[The data — start]

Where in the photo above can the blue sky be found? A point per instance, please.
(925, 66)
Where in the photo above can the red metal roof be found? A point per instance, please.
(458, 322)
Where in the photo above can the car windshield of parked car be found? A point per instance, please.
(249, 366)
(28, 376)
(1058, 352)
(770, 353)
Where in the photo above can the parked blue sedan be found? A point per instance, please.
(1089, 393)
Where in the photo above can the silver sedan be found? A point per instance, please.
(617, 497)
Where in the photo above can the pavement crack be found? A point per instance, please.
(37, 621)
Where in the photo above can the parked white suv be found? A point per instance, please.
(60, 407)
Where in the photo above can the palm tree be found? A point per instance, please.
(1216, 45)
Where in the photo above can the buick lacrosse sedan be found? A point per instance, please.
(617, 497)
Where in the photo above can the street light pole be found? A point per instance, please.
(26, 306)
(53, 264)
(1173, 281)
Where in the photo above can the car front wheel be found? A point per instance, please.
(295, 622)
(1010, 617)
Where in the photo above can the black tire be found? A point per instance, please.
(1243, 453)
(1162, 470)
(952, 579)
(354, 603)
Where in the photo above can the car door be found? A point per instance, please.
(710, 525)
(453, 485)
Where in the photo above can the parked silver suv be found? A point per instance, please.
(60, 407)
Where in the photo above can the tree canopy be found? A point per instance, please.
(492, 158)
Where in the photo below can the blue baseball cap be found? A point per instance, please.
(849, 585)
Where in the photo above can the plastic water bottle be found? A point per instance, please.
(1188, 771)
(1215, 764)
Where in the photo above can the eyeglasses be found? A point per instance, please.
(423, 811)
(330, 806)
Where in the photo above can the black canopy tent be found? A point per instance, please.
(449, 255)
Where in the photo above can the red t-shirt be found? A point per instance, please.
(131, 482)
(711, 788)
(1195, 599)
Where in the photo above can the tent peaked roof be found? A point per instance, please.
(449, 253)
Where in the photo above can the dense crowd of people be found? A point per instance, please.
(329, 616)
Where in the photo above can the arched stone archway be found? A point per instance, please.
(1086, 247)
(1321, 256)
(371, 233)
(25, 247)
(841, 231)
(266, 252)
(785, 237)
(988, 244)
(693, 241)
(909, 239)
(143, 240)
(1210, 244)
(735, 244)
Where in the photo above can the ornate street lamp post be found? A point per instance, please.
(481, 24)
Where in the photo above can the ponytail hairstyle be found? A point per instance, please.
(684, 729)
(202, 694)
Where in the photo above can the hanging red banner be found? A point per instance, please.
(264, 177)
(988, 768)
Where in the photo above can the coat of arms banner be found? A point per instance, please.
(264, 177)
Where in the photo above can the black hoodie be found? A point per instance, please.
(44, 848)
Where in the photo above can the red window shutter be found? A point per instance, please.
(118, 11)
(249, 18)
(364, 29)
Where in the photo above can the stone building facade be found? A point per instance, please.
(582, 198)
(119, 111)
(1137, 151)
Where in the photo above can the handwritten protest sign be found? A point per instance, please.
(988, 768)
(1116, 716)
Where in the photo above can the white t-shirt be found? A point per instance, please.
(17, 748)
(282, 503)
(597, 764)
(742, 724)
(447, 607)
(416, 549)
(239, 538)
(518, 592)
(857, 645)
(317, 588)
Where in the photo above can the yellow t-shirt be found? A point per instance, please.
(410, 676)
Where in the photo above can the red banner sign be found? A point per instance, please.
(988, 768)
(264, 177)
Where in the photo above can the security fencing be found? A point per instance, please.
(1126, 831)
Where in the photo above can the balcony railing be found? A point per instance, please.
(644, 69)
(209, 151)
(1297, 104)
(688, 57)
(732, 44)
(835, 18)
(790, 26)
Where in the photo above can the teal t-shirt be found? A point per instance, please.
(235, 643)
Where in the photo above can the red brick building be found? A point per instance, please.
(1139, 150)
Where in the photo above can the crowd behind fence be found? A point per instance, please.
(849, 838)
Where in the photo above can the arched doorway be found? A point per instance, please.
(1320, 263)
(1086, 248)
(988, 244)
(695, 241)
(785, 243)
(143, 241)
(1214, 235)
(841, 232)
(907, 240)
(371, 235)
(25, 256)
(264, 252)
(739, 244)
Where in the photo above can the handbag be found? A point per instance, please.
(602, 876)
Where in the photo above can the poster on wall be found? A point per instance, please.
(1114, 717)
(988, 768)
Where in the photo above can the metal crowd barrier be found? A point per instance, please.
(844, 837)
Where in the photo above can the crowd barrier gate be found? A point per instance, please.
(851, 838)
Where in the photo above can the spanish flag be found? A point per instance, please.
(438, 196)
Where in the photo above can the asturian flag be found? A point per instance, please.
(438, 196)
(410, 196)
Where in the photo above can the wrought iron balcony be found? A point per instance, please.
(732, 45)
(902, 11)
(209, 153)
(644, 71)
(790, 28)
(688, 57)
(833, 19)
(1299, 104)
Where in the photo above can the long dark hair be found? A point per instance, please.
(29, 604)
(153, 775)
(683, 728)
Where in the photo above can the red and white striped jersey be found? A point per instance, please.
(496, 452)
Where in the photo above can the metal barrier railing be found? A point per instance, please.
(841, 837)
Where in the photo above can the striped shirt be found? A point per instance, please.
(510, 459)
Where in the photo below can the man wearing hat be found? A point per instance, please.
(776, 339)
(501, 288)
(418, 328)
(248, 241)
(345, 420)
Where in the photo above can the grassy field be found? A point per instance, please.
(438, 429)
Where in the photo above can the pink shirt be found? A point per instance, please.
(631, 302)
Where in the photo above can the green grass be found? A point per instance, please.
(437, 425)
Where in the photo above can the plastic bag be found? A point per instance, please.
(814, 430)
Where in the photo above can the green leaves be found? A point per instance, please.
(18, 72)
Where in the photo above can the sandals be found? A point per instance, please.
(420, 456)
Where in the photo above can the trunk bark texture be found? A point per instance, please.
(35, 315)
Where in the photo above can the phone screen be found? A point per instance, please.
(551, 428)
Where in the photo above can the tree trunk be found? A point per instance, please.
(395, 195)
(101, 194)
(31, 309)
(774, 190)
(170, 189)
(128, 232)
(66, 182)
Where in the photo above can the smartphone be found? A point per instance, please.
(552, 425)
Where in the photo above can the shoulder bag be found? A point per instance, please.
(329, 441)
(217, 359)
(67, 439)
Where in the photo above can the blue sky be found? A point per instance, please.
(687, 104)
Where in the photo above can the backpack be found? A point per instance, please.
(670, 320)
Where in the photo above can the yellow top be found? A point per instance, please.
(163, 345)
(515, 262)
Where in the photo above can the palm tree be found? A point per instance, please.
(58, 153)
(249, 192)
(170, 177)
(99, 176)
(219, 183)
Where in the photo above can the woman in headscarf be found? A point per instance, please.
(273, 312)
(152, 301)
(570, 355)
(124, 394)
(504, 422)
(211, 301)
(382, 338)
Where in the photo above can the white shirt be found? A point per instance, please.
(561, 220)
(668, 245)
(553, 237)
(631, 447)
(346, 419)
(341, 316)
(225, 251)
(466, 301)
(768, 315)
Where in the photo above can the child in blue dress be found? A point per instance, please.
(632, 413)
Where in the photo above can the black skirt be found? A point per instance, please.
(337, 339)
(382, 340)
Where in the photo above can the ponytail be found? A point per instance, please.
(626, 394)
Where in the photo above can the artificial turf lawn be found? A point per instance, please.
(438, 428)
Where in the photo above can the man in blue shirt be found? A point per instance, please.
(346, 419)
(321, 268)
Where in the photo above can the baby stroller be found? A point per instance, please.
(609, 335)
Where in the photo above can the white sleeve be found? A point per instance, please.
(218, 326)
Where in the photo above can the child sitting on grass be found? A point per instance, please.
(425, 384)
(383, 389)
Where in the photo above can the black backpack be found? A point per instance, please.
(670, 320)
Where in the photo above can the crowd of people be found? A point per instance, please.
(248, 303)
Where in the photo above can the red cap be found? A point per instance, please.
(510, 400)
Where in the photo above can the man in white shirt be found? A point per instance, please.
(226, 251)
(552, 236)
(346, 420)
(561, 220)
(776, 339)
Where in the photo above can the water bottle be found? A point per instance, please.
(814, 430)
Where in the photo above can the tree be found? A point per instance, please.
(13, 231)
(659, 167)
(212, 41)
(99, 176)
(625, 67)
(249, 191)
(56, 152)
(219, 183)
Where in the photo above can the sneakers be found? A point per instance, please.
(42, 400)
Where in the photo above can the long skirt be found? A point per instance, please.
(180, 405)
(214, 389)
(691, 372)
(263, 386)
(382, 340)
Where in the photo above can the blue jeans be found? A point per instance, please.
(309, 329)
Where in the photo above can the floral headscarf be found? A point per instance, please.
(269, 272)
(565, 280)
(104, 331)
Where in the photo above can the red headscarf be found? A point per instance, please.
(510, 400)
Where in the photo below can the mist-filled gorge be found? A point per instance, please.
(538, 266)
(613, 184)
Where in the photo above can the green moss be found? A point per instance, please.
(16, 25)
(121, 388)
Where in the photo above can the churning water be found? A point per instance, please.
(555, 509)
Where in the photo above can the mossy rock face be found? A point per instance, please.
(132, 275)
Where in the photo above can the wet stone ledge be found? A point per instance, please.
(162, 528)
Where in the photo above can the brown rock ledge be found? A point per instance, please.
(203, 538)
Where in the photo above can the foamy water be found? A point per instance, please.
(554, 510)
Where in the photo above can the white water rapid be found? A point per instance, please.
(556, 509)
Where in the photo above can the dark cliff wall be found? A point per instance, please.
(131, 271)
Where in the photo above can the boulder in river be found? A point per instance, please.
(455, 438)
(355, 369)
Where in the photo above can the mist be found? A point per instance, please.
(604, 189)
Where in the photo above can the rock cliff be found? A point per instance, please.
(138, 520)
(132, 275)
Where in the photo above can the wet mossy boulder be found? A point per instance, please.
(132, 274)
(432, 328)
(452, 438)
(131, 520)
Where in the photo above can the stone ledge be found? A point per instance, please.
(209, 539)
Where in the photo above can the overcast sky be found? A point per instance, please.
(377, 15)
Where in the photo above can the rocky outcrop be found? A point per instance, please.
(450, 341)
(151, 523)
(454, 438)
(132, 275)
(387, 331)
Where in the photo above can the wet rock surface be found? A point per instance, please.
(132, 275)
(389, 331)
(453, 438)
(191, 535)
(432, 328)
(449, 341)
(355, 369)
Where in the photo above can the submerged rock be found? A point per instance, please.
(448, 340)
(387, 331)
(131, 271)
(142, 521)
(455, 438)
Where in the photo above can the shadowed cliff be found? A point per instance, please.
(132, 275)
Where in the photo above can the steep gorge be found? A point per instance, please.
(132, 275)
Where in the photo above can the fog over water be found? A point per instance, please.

[The data — finish]

- **Task goal**: Using the records above, copy exactly the lines from the one containing "Where in the photo above can the rocky" through the last, inclusive, and nothing else.

- **Answer below**:
Where in the photo above can the rocky outcrop be found? A point per instance, please.
(450, 341)
(151, 523)
(454, 438)
(132, 275)
(387, 331)
Where in the photo above can the wet rock surface be found? A point per instance, please.
(132, 275)
(389, 331)
(453, 438)
(191, 535)
(432, 328)
(449, 341)
(355, 369)
Where in the photo above can the submerged rock be found? A point per instance, please.
(448, 340)
(387, 331)
(131, 271)
(142, 521)
(455, 438)
Where in the photo above can the shadowed cliff be found? A point per instance, please.
(132, 275)
Where in the photo above can the steep gorge be found? A point per instance, please.
(132, 275)
Where in the photo above can the fog over water be found? A point per instance, please.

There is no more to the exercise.